Opdracht A:
Bewerk het deel van de tekst dat begint bij "4.Beslissing" en eindigt bij "ingestelde beroep ongegrond.": geef het opnieuw weer met "gerechtshof" in plaats van "Hof".

Tekst:
------------------------------------------------------------

Zowel belanghebbende als de Staatssecretaris heeft, daartoe in de gelegenheid gesteld, schriftelijk gereageerd op dit arrest.

2.Nadere beoordeling van het middel

Uit de hiervoor onder 1 weergegeven verklaring voor recht volgt dat het soja-eiwitconcentraat in de onderwerpelijke bindende tariefinlichting terecht is ingedeeld onder post 2309 van de Gecombineerde Nomenclatuur. Het middel slaagt derhalve. ’s Hofs uitspraak kan niet in stand blijven. De Hoge Raad kan de zaak afdoen.

3.Proceskosten

De Hoge Raad acht geen termen aanwezig voor een veroordeling in de proceskosten.

4.Beslissing

De Hoge Raad:
verklaart het beroep in cassatie gegrond,
vernietigt de uitspraak van het Hof alsmede de uitspraak van de Rechtbank, en
verklaart het bij de Rechtbank ingestelde beroep ongegrond.

------------------------------------------------------------

Opdracht B:
Neem uit de rijen hieronder letterlijk het stuk over dat begint bij de regel met "Target: **metal pole**" en eindigt bij de regel met "[[0, 169], [255, 170], [256, 146], [0, 146]]", beide regels inbegrepen.

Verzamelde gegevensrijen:
------------------------------------------------------------

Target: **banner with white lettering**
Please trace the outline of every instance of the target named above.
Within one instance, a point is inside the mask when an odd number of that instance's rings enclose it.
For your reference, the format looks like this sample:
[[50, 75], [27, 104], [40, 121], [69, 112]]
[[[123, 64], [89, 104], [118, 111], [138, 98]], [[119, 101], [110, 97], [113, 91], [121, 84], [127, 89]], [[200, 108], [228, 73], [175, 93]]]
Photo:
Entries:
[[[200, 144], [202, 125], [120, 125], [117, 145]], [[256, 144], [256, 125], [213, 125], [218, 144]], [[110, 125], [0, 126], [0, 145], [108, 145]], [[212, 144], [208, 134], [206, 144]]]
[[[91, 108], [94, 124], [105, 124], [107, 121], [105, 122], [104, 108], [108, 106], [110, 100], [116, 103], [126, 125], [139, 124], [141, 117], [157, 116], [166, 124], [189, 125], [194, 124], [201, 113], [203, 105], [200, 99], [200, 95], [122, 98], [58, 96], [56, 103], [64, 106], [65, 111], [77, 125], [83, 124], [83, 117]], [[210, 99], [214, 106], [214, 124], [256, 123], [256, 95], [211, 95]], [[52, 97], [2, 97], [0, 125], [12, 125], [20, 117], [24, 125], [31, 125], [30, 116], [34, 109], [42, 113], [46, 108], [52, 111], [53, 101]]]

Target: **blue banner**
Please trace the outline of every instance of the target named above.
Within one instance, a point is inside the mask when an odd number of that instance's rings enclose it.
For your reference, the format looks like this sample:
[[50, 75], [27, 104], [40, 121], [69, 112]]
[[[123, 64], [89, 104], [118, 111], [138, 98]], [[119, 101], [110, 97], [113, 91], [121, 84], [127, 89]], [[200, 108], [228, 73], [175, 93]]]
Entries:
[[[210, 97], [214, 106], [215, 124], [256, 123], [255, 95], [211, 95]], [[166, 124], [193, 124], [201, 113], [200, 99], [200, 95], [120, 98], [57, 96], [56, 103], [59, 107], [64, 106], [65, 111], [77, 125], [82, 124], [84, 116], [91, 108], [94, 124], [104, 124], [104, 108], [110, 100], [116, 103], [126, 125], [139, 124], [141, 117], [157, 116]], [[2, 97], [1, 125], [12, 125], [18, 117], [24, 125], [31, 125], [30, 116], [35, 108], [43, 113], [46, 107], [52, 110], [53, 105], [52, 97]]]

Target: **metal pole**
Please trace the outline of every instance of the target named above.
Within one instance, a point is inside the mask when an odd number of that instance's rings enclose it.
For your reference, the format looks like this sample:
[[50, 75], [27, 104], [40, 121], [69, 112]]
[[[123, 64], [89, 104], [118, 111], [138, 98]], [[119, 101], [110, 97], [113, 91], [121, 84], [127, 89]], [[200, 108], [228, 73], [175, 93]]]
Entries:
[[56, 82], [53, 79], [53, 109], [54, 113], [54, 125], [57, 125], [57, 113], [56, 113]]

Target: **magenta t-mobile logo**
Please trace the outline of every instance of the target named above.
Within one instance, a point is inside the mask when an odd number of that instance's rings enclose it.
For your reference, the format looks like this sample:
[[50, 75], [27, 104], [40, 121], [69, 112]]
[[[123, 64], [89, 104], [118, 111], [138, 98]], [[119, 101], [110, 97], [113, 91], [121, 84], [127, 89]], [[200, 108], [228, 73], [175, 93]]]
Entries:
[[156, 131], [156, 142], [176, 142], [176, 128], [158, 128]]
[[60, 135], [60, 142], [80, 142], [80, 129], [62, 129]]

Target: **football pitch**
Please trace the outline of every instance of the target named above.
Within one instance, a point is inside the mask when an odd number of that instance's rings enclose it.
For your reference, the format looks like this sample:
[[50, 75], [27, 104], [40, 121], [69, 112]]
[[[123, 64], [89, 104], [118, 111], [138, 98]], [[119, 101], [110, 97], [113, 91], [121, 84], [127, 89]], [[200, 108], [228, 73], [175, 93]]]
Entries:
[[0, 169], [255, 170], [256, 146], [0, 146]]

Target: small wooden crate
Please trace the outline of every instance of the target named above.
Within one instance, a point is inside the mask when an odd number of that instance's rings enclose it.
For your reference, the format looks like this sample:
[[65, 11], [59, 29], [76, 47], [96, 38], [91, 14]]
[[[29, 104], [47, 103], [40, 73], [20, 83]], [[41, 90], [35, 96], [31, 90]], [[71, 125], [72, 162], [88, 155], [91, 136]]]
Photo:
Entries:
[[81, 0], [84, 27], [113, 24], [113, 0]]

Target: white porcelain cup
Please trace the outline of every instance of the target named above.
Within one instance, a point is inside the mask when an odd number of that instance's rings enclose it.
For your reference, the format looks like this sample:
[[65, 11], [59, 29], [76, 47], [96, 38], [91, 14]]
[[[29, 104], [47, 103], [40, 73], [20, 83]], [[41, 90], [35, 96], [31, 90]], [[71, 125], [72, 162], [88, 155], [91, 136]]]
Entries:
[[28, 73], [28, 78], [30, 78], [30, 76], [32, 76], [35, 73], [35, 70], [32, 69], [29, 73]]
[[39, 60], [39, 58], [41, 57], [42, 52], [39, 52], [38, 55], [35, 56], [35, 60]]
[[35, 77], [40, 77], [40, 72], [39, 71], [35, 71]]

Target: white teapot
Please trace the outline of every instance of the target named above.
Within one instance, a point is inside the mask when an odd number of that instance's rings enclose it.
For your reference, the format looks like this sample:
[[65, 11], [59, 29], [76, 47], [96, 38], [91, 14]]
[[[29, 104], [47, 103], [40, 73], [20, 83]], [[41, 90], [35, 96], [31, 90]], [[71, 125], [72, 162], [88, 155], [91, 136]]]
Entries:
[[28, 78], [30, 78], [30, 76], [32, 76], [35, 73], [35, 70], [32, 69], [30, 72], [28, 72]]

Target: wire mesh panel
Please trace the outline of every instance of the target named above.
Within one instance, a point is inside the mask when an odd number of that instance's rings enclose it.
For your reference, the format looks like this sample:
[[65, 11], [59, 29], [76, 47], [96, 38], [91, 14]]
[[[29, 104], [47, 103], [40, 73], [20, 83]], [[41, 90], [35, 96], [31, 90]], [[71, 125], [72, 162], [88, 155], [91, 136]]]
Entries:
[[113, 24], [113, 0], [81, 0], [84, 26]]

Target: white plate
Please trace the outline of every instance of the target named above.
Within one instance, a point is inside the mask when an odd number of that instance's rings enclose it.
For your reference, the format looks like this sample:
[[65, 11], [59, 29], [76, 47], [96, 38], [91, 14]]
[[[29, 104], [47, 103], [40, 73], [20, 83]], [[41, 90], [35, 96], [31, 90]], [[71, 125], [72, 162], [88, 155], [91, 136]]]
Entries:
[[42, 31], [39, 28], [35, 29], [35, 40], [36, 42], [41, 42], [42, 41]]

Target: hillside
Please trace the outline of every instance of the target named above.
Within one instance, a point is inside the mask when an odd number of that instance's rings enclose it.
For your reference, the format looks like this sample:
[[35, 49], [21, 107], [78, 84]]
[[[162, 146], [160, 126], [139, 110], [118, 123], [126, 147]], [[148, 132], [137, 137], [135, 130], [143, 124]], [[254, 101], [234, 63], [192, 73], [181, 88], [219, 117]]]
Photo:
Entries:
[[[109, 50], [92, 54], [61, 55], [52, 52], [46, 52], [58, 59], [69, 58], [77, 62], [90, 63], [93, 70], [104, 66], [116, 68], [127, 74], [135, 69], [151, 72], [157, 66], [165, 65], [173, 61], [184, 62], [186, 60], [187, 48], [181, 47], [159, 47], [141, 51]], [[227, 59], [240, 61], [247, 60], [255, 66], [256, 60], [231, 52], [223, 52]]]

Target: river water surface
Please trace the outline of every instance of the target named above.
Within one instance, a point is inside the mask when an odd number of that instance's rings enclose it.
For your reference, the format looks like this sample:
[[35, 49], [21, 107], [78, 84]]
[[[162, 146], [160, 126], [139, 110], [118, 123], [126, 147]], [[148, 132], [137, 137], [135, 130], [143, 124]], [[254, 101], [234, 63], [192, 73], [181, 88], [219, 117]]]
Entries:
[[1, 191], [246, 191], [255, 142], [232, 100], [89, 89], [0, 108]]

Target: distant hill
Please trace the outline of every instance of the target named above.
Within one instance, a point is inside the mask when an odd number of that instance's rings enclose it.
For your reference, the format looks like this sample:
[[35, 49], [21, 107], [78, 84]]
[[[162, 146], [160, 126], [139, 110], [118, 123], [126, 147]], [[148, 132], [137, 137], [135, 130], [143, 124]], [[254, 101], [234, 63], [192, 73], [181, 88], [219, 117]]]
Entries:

------------------------------------------------------------

Oplossing A:
4.Beslissing

De Hoge Raad:
verklaart het beroep in cassatie gegrond,
vernietigt de uitspraak van het gerechtshof alsmede de uitspraak van de Rechtbank, en
verklaart het bij de Rechtbank ingestelde beroep ongegrond.

Oplossing B:
Target: **metal pole**
Please trace the outline of every instance of the target named above.
Within one instance, a point is inside the mask when an odd number of that instance's rings enclose it.
For your reference, the format looks like this sample:
[[50, 75], [27, 104], [40, 121], [69, 112]]
[[[123, 64], [89, 104], [118, 111], [138, 98]], [[119, 101], [110, 97], [113, 91], [121, 84], [127, 89]], [[200, 108], [228, 73], [175, 93]]]
Entries:
[[56, 82], [53, 79], [53, 109], [54, 113], [54, 125], [57, 125], [57, 113], [56, 113]]

Target: **magenta t-mobile logo**
Please trace the outline of every instance of the target named above.
Within one instance, a point is inside the mask when an odd number of that instance's rings enclose it.
For your reference, the format looks like this sample:
[[50, 75], [27, 104], [40, 121], [69, 112]]
[[[123, 64], [89, 104], [118, 111], [138, 98]], [[119, 101], [110, 97], [113, 91], [121, 84], [127, 89]], [[200, 108], [228, 73], [175, 93]]]
Entries:
[[156, 131], [156, 142], [176, 142], [176, 128], [158, 128]]
[[60, 135], [60, 142], [80, 142], [80, 129], [62, 129]]

Target: **football pitch**
Please trace the outline of every instance of the target named above.
Within one instance, a point is inside the mask when an odd number of that instance's rings enclose it.
For your reference, the format looks like this sample:
[[50, 75], [27, 104], [40, 121], [69, 112]]
[[[123, 64], [89, 104], [118, 111], [138, 98]], [[119, 101], [110, 97], [113, 91], [121, 84], [127, 89]], [[200, 108], [228, 73], [175, 93]]]
Entries:
[[0, 169], [255, 170], [256, 146], [0, 146]]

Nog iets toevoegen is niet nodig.